▸ QUOTED TEXT:
We know from a dialogue of the famous philosopher’s philosopher that not to know and knowing not knowing and then knowing is not merely built on figuring out but on actually hungering to know as the not without which of going about knowing. To be shocked and unsettled meaning not to feel at home with yourself in not knowing. To fizz meaning coalescing into a quickening, a concentration, a bubbling concerto of figuring that hungers and hungering that figures. And so somewhere along the way aporia about knowing became aporia about being.
Or maybe the truth is that aporia in knowing or not knowing is really an eventual refinement and a relative luxury stemming from primordial humanness coming to question its very being. To be or not to be has always been the question with aporia as the moment of beginning to wonder.
To illustrate in a meandering way, there once was a famous thinker who lived in his mind as logic and language games to find the limits of knowing by way of words and who finds himself on the front lines of the First World War. Now the world at war is basically all that is the case and nothing else quite matters.
Yesterday was shot at, writes the philosopher in a letter back home. I was scared! I was afraid of death.
Then a few days later he describes running toward the enemy trenches through a deep fog under withering gunfire amid artillery shells crashing all around. There are screams everywhere but he can see no one behind the violence. Alone he keeps running forward into a faceless enemy because there is nothing else to do. And with every shot and every explosion, he writes, I winced with my whole being. I wanted so much to live.

▸ THE RECORDS:
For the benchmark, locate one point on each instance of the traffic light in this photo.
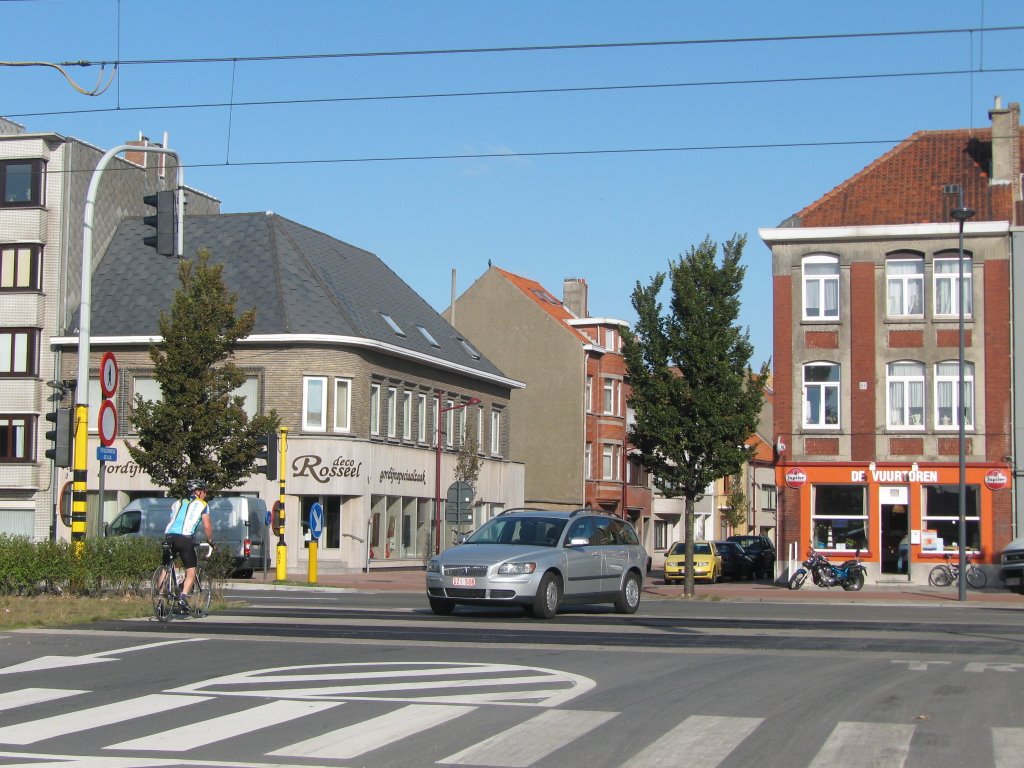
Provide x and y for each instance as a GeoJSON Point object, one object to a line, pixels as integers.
{"type": "Point", "coordinates": [165, 222]}
{"type": "Point", "coordinates": [268, 454]}
{"type": "Point", "coordinates": [62, 436]}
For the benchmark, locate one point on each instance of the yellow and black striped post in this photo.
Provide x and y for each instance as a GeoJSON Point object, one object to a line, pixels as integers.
{"type": "Point", "coordinates": [282, 547]}
{"type": "Point", "coordinates": [79, 496]}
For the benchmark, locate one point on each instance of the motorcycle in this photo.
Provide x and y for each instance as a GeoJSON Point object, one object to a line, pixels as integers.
{"type": "Point", "coordinates": [849, 576]}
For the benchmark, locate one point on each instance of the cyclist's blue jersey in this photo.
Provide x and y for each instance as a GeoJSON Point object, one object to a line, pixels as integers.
{"type": "Point", "coordinates": [186, 515]}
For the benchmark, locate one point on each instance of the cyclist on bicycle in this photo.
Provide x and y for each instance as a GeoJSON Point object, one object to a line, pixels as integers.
{"type": "Point", "coordinates": [186, 514]}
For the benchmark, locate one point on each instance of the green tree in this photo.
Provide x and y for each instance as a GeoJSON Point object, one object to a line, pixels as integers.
{"type": "Point", "coordinates": [199, 427]}
{"type": "Point", "coordinates": [696, 399]}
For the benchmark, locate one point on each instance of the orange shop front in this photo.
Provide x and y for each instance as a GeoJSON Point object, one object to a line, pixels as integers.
{"type": "Point", "coordinates": [903, 518]}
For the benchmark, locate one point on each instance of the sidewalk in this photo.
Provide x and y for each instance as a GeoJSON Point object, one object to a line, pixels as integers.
{"type": "Point", "coordinates": [412, 581]}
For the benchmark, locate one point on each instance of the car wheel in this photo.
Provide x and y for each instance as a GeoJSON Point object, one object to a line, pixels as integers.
{"type": "Point", "coordinates": [629, 598]}
{"type": "Point", "coordinates": [440, 606]}
{"type": "Point", "coordinates": [549, 597]}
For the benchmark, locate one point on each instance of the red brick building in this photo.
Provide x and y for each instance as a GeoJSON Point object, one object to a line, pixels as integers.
{"type": "Point", "coordinates": [866, 354]}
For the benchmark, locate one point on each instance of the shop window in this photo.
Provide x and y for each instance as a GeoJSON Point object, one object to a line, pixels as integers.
{"type": "Point", "coordinates": [947, 408]}
{"type": "Point", "coordinates": [946, 279]}
{"type": "Point", "coordinates": [941, 518]}
{"type": "Point", "coordinates": [15, 436]}
{"type": "Point", "coordinates": [19, 267]}
{"type": "Point", "coordinates": [905, 287]}
{"type": "Point", "coordinates": [18, 351]}
{"type": "Point", "coordinates": [820, 288]}
{"type": "Point", "coordinates": [839, 518]}
{"type": "Point", "coordinates": [905, 390]}
{"type": "Point", "coordinates": [20, 183]}
{"type": "Point", "coordinates": [821, 382]}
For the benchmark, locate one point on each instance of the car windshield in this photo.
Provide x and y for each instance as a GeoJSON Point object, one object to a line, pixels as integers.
{"type": "Point", "coordinates": [699, 548]}
{"type": "Point", "coordinates": [521, 531]}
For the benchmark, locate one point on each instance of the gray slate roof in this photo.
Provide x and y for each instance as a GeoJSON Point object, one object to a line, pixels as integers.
{"type": "Point", "coordinates": [300, 281]}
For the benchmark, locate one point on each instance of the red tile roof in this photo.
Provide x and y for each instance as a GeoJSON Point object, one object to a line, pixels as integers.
{"type": "Point", "coordinates": [904, 185]}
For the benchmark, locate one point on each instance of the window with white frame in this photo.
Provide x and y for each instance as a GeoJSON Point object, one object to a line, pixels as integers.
{"type": "Point", "coordinates": [392, 412]}
{"type": "Point", "coordinates": [820, 287]}
{"type": "Point", "coordinates": [19, 267]}
{"type": "Point", "coordinates": [449, 424]}
{"type": "Point", "coordinates": [375, 409]}
{"type": "Point", "coordinates": [421, 417]}
{"type": "Point", "coordinates": [18, 351]}
{"type": "Point", "coordinates": [20, 183]}
{"type": "Point", "coordinates": [941, 514]}
{"type": "Point", "coordinates": [407, 416]}
{"type": "Point", "coordinates": [15, 436]}
{"type": "Point", "coordinates": [947, 403]}
{"type": "Point", "coordinates": [905, 392]}
{"type": "Point", "coordinates": [496, 432]}
{"type": "Point", "coordinates": [905, 286]}
{"type": "Point", "coordinates": [946, 278]}
{"type": "Point", "coordinates": [342, 404]}
{"type": "Point", "coordinates": [314, 402]}
{"type": "Point", "coordinates": [821, 382]}
{"type": "Point", "coordinates": [839, 517]}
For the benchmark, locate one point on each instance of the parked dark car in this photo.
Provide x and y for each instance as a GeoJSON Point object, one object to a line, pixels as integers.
{"type": "Point", "coordinates": [736, 564]}
{"type": "Point", "coordinates": [761, 549]}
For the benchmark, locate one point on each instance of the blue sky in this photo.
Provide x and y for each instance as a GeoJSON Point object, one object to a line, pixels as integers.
{"type": "Point", "coordinates": [583, 211]}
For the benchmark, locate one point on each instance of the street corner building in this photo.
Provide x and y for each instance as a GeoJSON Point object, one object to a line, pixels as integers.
{"type": "Point", "coordinates": [377, 391]}
{"type": "Point", "coordinates": [896, 354]}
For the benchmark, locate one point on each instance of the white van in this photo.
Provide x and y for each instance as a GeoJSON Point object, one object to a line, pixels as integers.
{"type": "Point", "coordinates": [238, 523]}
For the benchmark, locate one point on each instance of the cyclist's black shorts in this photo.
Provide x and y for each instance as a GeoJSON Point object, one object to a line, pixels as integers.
{"type": "Point", "coordinates": [184, 547]}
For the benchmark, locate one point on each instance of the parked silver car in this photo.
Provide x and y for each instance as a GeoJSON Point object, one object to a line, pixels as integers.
{"type": "Point", "coordinates": [540, 560]}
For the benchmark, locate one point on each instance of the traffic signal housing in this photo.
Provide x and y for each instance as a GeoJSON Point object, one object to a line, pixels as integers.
{"type": "Point", "coordinates": [267, 454]}
{"type": "Point", "coordinates": [62, 436]}
{"type": "Point", "coordinates": [165, 221]}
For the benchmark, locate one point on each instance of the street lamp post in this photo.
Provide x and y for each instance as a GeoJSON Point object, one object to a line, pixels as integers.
{"type": "Point", "coordinates": [962, 214]}
{"type": "Point", "coordinates": [437, 476]}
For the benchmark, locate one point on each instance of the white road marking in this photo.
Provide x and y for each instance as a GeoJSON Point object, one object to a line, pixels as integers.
{"type": "Point", "coordinates": [52, 663]}
{"type": "Point", "coordinates": [74, 722]}
{"type": "Point", "coordinates": [525, 743]}
{"type": "Point", "coordinates": [16, 698]}
{"type": "Point", "coordinates": [227, 726]}
{"type": "Point", "coordinates": [700, 739]}
{"type": "Point", "coordinates": [365, 736]}
{"type": "Point", "coordinates": [865, 745]}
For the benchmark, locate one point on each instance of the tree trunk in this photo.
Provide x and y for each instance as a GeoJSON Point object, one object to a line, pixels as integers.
{"type": "Point", "coordinates": [688, 531]}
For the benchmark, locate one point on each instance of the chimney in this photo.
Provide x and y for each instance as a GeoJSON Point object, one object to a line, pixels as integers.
{"type": "Point", "coordinates": [574, 296]}
{"type": "Point", "coordinates": [1007, 145]}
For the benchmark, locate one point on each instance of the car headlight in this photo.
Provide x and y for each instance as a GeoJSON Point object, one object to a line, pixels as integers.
{"type": "Point", "coordinates": [516, 568]}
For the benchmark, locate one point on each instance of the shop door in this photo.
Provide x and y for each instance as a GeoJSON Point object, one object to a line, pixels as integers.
{"type": "Point", "coordinates": [895, 522]}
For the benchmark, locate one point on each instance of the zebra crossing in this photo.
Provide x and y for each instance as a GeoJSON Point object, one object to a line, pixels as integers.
{"type": "Point", "coordinates": [704, 739]}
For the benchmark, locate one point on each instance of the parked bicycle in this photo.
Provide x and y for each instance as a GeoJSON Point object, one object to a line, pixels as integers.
{"type": "Point", "coordinates": [948, 573]}
{"type": "Point", "coordinates": [167, 581]}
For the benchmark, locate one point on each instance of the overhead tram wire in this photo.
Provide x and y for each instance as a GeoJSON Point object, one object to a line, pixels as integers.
{"type": "Point", "coordinates": [522, 91]}
{"type": "Point", "coordinates": [566, 46]}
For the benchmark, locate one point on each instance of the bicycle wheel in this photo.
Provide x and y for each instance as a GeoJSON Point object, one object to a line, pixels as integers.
{"type": "Point", "coordinates": [202, 594]}
{"type": "Point", "coordinates": [976, 577]}
{"type": "Point", "coordinates": [940, 576]}
{"type": "Point", "coordinates": [162, 601]}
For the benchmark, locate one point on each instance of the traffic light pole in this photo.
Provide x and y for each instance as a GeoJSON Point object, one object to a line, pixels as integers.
{"type": "Point", "coordinates": [79, 479]}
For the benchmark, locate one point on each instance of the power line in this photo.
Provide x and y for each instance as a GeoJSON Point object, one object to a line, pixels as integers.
{"type": "Point", "coordinates": [557, 47]}
{"type": "Point", "coordinates": [521, 91]}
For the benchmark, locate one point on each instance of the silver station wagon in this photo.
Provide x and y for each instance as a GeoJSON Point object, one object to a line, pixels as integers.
{"type": "Point", "coordinates": [541, 560]}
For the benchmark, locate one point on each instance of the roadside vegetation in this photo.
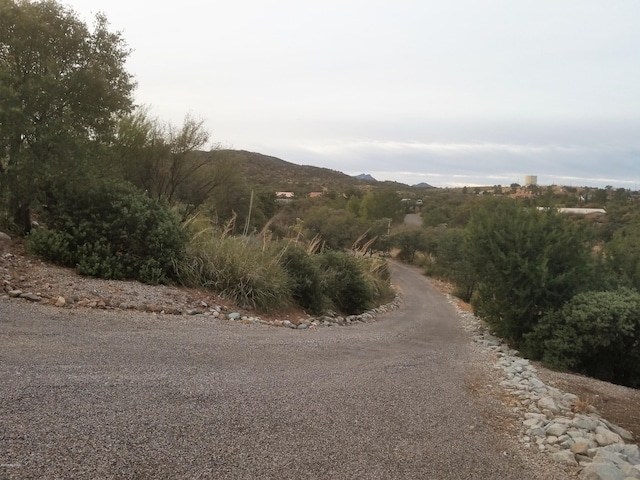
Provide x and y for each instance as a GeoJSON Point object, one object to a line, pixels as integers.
{"type": "Point", "coordinates": [117, 193]}
{"type": "Point", "coordinates": [96, 183]}
{"type": "Point", "coordinates": [560, 287]}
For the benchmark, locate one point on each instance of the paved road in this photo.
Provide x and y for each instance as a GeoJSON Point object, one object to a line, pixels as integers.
{"type": "Point", "coordinates": [88, 394]}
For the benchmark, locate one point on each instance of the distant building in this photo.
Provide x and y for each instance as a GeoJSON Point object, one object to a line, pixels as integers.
{"type": "Point", "coordinates": [284, 194]}
{"type": "Point", "coordinates": [589, 212]}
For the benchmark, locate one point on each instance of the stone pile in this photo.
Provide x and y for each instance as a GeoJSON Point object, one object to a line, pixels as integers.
{"type": "Point", "coordinates": [568, 428]}
{"type": "Point", "coordinates": [201, 309]}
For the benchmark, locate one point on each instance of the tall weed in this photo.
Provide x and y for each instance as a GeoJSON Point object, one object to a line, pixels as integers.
{"type": "Point", "coordinates": [246, 270]}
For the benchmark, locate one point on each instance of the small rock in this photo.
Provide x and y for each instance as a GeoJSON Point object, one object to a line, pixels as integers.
{"type": "Point", "coordinates": [32, 297]}
{"type": "Point", "coordinates": [566, 457]}
{"type": "Point", "coordinates": [606, 437]}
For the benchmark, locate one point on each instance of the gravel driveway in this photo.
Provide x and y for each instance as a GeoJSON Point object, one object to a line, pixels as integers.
{"type": "Point", "coordinates": [88, 394]}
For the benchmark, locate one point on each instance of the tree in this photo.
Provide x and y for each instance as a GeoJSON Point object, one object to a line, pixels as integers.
{"type": "Point", "coordinates": [527, 262]}
{"type": "Point", "coordinates": [62, 87]}
{"type": "Point", "coordinates": [595, 333]}
{"type": "Point", "coordinates": [410, 241]}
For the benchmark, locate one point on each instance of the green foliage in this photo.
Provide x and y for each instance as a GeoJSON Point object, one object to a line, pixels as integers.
{"type": "Point", "coordinates": [377, 274]}
{"type": "Point", "coordinates": [305, 279]}
{"type": "Point", "coordinates": [62, 88]}
{"type": "Point", "coordinates": [344, 282]}
{"type": "Point", "coordinates": [339, 229]}
{"type": "Point", "coordinates": [109, 230]}
{"type": "Point", "coordinates": [247, 270]}
{"type": "Point", "coordinates": [449, 261]}
{"type": "Point", "coordinates": [623, 255]}
{"type": "Point", "coordinates": [594, 333]}
{"type": "Point", "coordinates": [410, 241]}
{"type": "Point", "coordinates": [527, 262]}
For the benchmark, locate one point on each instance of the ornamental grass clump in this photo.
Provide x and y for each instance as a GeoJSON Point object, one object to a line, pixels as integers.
{"type": "Point", "coordinates": [245, 269]}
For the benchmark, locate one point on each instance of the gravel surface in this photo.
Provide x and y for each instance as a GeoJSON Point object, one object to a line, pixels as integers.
{"type": "Point", "coordinates": [120, 394]}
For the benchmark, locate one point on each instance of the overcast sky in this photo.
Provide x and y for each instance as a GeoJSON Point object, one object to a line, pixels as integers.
{"type": "Point", "coordinates": [452, 93]}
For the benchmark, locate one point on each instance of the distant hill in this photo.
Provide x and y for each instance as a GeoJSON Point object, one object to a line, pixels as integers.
{"type": "Point", "coordinates": [279, 175]}
{"type": "Point", "coordinates": [365, 176]}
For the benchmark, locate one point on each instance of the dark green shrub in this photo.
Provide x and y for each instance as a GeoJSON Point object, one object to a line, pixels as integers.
{"type": "Point", "coordinates": [595, 333]}
{"type": "Point", "coordinates": [305, 278]}
{"type": "Point", "coordinates": [245, 270]}
{"type": "Point", "coordinates": [526, 263]}
{"type": "Point", "coordinates": [110, 230]}
{"type": "Point", "coordinates": [344, 282]}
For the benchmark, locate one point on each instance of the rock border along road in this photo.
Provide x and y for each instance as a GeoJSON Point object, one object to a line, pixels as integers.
{"type": "Point", "coordinates": [95, 394]}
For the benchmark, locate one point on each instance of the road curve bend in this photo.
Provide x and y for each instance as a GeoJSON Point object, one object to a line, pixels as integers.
{"type": "Point", "coordinates": [92, 394]}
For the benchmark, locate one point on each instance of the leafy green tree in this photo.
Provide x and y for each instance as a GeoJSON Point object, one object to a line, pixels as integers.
{"type": "Point", "coordinates": [62, 88]}
{"type": "Point", "coordinates": [449, 260]}
{"type": "Point", "coordinates": [594, 333]}
{"type": "Point", "coordinates": [344, 282]}
{"type": "Point", "coordinates": [110, 230]}
{"type": "Point", "coordinates": [623, 255]}
{"type": "Point", "coordinates": [527, 262]}
{"type": "Point", "coordinates": [410, 241]}
{"type": "Point", "coordinates": [305, 278]}
{"type": "Point", "coordinates": [339, 229]}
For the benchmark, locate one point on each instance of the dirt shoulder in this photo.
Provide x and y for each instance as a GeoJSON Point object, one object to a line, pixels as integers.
{"type": "Point", "coordinates": [620, 405]}
{"type": "Point", "coordinates": [617, 404]}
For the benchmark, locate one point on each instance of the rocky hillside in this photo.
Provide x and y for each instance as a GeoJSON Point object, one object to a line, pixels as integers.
{"type": "Point", "coordinates": [280, 175]}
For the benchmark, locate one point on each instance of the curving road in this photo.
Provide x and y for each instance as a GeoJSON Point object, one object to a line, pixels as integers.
{"type": "Point", "coordinates": [90, 394]}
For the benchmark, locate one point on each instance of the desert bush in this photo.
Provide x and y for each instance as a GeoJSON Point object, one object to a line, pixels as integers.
{"type": "Point", "coordinates": [378, 276]}
{"type": "Point", "coordinates": [344, 282]}
{"type": "Point", "coordinates": [305, 279]}
{"type": "Point", "coordinates": [111, 230]}
{"type": "Point", "coordinates": [246, 270]}
{"type": "Point", "coordinates": [526, 262]}
{"type": "Point", "coordinates": [595, 333]}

▸ TASK SET:
• A. Answer these questions from the text on aporia:
(i) According to the text, what has always been the question?
(ii) In the letter back home, what does the philosopher say happened yesterday?
(iii) Through what does he run toward the enemy trenches?
• B. Pick out every line of the listing that contains the word "traffic", and copy each one.

▸ FULL ANSWERS:
• A.
(i) To be or not to be.
(ii) He was shot at.
(iii) A deep fog, under withering gunfire, with artillery shells crashing all around.

• B.
For the benchmark, locate one point on each instance of the traffic light in this photo.
For the benchmark, locate one point on each instance of the traffic signal housing in this photo.
For the benchmark, locate one point on each instance of the traffic light pole in this photo.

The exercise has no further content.